# Start of Text passage

A Journal Of The Dark Arts
The Advisory Circle’s Jon Brooks revisits his grandmum’s house, with this spectral suite of retrophonic synths and concrete melodies.
Everybody has a yearning for their childhood, for that feeling of exporation and immense possibilities. That’s why nostalgia is such a potent energy – art that summons and suggests the feeling of old and comforting things.
Nostalgic art is at the heart of the Hauntological/Retromania debate, where some critics believe that we are all out of fresh ideas, that we are doomed to make copies of copies of copies, removing the energy and vital force of the original forms. The most common example of this (and it’s a bit dated, at this point), is the rosy pastoral reconstructionism of Mumford & Sons, which would lead us all to believe that peasants, scratching in the dirt, were singing and dancing with broomsticks all day long, totally overlooking the poverty, illness, and general misery common to many of this world’s poor working classes, throughout history.
As a further illustration, contrast the funereal murder ballads of Dock Boggs, or the blasted, apocalyptic religiosity of Son House, versus today’s coffeehouse manifestations of the blues or folk music.
On his most recent effort under his own name, The Advisory Circe frontman illustrates what a layered and complex topic the past is. First and foremost, 52 is an exploration of a childhood spent at an idyllic, remote house in the country, with all the requisite feelings of wonder and investigation. This particular country house, however, has The Tomorrow People and The Changes playing on a small cheap TV set in the kitchen, rabbit ears at a 33° angle, where David Cain and Li De La Russe’s music is cut-up with macabre public service announcements.
This dichotomy is expressed by fluctuating between warm, analog, ambient synth meditations with radiophonic swirls, bleeps and flourishes, like the sound of a petri dish mutating beneath the Martian sun.
Twittering birds and a creeping, crystalline synth start things off with “Morning Window” – warm as orange marmalade, and much recommended for those looking to interject some wonder and whimsy into their own mornings.
After breakfast, Brooks tiptoes out to “The Mezzanine”, with a tip-toeing synth bassline and an adventurous theme, slight and restrained – both of which are festooned in slight dub echoes and graceful “shirrups” of tearing noise. It’s primetime, classic Brooks, with a strong, emotive melodicism, which is simple but effective. Like Pye Corner Audio playing Erik Satie.
The alien atmospheres begin with “Fibre Optics”, where beetles tapdance across sheet metal, while algebraic equations hum and stammer. Confusing, disorienting stuff, like an old academic synth or musique concrete record.
Back to the emotive theme music with “Pond I”, a truly gorgeous falling melody, drifting arpeggios descending like snowfall, or like ripples of light. Stunningly beautiful, the moment where 52 comes together, and reveals itself to be a thing of genius.
Jon Brooks, solo as well as with The Advisory Circle has a knack for creating personal statements within a conceptual framework. Sure, he may be making artificial adverts and incidental music, half of the time, but we must wonder, what compels him. Between the notes, on his plasticine electric harpsichords, and buzzing, ominous menace, we find Brooks revealing himself. There is an emotiveness to his analog pads and simple childlike melodies that is absent from the imitators, from the color-by-numbers producers.
“All The Way From Leafield” is a truly disturbing, squiggling, writing number, all bubbles and blemishes, with little birds in the background.

# End of Text passage
# Start of Data

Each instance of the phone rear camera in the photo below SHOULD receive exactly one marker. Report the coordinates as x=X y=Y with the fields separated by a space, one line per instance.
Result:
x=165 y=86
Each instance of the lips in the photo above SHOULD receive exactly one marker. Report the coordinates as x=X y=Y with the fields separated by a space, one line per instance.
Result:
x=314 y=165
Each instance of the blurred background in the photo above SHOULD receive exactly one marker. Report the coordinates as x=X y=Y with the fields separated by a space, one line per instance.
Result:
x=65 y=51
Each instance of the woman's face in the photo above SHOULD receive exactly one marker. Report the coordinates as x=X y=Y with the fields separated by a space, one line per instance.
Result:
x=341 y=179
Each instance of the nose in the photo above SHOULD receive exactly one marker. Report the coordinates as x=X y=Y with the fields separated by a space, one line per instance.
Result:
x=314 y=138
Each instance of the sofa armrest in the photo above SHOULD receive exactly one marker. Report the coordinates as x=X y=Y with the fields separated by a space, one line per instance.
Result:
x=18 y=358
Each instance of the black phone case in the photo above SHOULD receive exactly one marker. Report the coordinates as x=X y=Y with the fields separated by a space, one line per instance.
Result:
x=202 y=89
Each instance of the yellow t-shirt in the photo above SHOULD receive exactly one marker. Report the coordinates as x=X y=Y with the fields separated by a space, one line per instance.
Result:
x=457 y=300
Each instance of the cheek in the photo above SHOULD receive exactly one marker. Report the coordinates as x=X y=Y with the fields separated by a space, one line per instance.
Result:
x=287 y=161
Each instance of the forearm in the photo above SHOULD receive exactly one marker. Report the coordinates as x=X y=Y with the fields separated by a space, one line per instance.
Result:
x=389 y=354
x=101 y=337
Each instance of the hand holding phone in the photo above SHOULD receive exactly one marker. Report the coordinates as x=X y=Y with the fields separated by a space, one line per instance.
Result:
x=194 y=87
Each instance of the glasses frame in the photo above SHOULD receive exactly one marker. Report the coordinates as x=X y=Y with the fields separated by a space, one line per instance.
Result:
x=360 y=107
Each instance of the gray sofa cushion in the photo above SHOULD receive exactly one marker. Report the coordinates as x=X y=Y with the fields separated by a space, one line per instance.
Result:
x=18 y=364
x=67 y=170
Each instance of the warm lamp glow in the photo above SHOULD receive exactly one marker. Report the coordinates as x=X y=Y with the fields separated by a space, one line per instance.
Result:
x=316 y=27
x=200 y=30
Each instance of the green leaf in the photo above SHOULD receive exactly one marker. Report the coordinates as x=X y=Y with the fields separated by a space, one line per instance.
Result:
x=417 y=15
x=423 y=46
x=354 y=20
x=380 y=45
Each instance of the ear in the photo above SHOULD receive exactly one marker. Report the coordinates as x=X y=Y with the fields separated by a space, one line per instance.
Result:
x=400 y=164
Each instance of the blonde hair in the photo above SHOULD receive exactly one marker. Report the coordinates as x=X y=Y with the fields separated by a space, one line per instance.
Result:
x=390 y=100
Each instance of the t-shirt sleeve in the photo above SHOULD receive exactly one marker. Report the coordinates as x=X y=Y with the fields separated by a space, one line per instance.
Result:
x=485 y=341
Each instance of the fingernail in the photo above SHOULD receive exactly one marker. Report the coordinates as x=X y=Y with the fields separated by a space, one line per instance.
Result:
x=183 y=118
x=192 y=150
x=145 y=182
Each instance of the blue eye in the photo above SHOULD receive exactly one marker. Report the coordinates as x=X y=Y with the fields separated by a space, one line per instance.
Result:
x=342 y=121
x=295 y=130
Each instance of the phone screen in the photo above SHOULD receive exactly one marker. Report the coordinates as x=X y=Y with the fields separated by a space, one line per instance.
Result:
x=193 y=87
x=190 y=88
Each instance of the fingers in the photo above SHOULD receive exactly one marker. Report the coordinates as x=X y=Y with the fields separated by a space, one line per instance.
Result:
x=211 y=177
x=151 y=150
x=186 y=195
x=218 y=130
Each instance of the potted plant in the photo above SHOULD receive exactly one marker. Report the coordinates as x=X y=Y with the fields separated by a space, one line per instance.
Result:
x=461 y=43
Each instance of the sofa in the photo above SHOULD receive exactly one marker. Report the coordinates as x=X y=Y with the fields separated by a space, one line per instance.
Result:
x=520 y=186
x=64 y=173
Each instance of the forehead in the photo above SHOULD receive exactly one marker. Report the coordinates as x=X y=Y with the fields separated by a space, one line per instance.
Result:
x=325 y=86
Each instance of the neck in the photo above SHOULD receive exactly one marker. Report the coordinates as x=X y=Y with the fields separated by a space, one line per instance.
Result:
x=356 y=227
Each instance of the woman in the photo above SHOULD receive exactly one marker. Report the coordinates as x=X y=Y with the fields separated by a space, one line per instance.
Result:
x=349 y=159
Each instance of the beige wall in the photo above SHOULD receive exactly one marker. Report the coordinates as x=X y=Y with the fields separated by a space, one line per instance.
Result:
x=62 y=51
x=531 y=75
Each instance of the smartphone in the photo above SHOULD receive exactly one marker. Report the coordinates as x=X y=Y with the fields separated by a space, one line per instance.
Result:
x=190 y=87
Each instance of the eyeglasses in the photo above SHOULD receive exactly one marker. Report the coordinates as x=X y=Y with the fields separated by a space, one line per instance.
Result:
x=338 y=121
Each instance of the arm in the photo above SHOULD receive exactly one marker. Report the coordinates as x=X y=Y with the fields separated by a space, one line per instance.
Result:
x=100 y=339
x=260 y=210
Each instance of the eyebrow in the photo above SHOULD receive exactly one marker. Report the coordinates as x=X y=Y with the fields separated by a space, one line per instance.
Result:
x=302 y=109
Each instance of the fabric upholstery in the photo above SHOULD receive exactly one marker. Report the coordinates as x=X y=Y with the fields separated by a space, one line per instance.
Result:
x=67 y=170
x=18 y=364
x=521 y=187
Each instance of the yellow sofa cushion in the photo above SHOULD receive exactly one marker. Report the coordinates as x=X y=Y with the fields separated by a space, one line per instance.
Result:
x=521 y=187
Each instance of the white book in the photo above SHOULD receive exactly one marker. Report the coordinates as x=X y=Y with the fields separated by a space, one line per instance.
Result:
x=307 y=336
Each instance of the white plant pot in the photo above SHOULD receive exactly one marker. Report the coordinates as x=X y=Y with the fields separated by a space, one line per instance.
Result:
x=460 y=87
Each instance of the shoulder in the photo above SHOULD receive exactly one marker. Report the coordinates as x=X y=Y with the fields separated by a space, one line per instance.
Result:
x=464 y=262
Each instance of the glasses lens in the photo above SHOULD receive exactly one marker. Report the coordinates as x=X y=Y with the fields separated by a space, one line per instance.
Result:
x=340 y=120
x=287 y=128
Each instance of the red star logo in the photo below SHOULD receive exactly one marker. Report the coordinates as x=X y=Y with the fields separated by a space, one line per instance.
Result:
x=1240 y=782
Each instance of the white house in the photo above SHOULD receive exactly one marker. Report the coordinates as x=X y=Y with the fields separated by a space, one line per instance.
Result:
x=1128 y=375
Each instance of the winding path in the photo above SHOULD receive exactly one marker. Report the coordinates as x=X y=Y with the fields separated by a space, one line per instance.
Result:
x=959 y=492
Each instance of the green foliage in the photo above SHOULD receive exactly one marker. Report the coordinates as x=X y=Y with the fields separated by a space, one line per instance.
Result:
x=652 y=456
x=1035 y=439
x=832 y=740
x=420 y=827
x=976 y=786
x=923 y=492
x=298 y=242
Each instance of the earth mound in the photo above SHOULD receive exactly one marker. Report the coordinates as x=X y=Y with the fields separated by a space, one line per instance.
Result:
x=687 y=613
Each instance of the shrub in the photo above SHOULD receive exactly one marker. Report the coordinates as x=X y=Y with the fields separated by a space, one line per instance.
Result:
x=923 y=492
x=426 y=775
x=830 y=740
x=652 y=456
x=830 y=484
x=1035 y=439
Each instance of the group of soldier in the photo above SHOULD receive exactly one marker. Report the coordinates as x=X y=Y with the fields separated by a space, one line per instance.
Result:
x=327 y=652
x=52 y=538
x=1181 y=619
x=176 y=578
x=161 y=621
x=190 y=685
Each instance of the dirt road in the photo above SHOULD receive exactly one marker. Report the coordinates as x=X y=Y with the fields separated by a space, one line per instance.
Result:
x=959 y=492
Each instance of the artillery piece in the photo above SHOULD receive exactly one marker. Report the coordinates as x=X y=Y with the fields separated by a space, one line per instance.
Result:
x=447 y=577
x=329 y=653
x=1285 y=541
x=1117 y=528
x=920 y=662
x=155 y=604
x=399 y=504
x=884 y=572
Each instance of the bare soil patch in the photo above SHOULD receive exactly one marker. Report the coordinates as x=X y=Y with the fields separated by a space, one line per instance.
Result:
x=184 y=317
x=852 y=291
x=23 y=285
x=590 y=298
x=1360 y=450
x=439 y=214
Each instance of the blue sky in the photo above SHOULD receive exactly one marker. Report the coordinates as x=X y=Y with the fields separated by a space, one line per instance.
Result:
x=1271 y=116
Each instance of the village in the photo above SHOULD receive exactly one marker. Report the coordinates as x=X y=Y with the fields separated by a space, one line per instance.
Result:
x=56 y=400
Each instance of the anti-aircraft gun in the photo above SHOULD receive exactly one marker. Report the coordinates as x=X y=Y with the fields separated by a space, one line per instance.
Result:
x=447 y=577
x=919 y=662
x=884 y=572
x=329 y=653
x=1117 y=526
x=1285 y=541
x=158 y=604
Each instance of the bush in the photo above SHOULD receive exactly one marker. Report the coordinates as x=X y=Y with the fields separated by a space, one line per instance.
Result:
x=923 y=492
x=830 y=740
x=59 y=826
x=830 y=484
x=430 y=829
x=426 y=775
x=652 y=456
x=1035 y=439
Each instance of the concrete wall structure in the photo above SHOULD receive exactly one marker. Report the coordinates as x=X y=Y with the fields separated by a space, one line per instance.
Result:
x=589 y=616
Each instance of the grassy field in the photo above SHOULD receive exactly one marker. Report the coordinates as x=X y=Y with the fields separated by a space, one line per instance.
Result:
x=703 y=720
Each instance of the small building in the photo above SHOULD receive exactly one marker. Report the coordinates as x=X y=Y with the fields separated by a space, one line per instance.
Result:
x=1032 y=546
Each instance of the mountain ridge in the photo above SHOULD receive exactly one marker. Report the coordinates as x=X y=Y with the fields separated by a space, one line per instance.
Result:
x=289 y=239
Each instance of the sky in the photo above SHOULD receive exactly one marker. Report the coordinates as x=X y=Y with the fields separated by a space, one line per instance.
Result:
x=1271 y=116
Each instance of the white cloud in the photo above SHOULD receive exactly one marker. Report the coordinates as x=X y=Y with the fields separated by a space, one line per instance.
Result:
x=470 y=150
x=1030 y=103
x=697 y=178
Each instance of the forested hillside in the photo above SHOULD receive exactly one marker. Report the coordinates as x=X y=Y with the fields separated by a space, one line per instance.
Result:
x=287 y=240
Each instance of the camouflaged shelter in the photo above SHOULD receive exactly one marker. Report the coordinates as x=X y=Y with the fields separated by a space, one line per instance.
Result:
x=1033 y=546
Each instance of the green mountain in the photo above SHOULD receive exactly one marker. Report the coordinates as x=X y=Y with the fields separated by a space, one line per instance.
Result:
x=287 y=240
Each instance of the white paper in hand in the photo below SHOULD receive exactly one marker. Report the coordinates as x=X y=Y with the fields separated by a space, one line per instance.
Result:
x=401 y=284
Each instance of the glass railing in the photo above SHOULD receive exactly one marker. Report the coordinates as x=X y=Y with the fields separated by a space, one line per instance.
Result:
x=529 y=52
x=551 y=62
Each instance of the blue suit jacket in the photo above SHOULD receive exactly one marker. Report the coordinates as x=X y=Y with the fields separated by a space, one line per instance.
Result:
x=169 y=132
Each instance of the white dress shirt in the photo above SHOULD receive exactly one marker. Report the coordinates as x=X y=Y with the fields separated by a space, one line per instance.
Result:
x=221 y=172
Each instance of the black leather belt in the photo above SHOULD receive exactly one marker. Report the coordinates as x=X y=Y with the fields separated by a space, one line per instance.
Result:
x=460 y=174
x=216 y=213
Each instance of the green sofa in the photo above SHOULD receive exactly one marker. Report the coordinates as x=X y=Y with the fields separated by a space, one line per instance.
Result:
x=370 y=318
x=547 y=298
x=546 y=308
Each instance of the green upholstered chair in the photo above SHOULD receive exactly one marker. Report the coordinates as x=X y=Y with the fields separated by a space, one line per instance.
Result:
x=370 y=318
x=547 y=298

# End of Data

> [Exercise instructions]
**1.** In the review of Jon Brooks's album 52, which track opens the record with twittering birds and a creeping synth?
**2.** Copy the stretch of the 52 review from "Jon Brooks, solo" through "in the background.".
**3.** Carry on with the review of Jon Brooks's album 52 from the point where it stops.
The stored items are separate material, apart from the review.

> [Responses in order]
**1.** "Morning Window"

**2.**
Jon Brooks, solo as well as with The Advisory Circle has a knack for creating personal statements within a conceptual framework. Sure, he may be making artificial adverts and incidental music, half of the time, but we must wonder, what compels him. Between the notes, on his plasticine electric harpsichords, and buzzing, ominous menace, we find Brooks revealing himself. There is an emotiveness to his analog pads and simple childlike melodies that is absent from the imitators, from the color-by-numbers producers.
“All The Way From Leafield” is a truly disturbing, squiggling, writing number, all bubbles and blemishes, with little birds in the background.

**3.**
“December Trees” strikes the balance between the radiophonic and the pastoral, as a rising hiss approximates the sound of wind passing through bare trees, while the bones of a melody peek out from a mile away, like the sun behind silver-grey clouds. “December Trees” is the perfect soundtrack for right here, right now, at this very moment and time, wherever you may be. (I’d be curious how our readers from the Southern Hemisphere would take this interpretation of December.)
We come back to Earth, back indoors, with “The Back Room” – the sound of a ticking grandfather clock and a pretty 3 chord motif, which is gradually built and fleshed out with a drifting contrapuntal bass melody.
The B-side follows the same trajectory as the A, autumnal gorgeousness, interspersed with cold, dreadful electronics. “Lichen” is an up-close examination of aimless, wandering wonder, like looking at a stone under a magnifying glass, while “Walk In Store” is a buzzing, ominous testament to waiting. “Pond II” is one of the highlights of the record, where the cold, lonesome alienness is met with reflective, mysterious glistening washes, like moonlight reflecting on the water.
Things start winding up, with “Whispering Glass”, which bears a striking resemblance to Eno’s instrumentals on Bowie’s Berlin trilogy, as well as on Another Green World. Like Eno, there is a feeling of timelessness, as well as futurism, something that sounds ancient as the hills, but entirely of the moment, or a moment that has not yet happened.
The past meets the future on 52, which puts it somewhere around the present. For any aspiring musicians or producers who may be reading this, take this as an example of how to add depth, detail, and nuance to electronic music, to make something human with the technological.
The extreme soundbending capacity and infinite control of electronic music is making it possible for us to dream up new worlds, and express our emotions with an unparalleled amount of control. We must make the most of it.
The Advisory Circle’s new record, From Out Here, came out yesterday, so we took the opportunity to catch up and delve into this record, in preparation.
52 is long gone from all sources, for which i apologize. I don’t mean to point you towards impossible-to-find music, but i recommend seeking this one, as it’s essential. And, as ever, i write, also, as a reminder to keep an eye on Cafe Kaput, or anyone related to the Ghost Box canon, as there stuff is essential, and tends to disappear quickly.
For anyone wishing to know more details about Jon Brooks, and the making of 52, take a look at the Clay Pipe page, and take a listen to this excellent interview with Brooks for BBC Tees:
We’re still rushing around, to keep tabs on 2014. Any 2014 records you think we should feature, or that you think more people should know about, leave us a comment! Or drop us a note on FB. Follow Forestpunk on Twitter for more music news and updates, madness and wonder.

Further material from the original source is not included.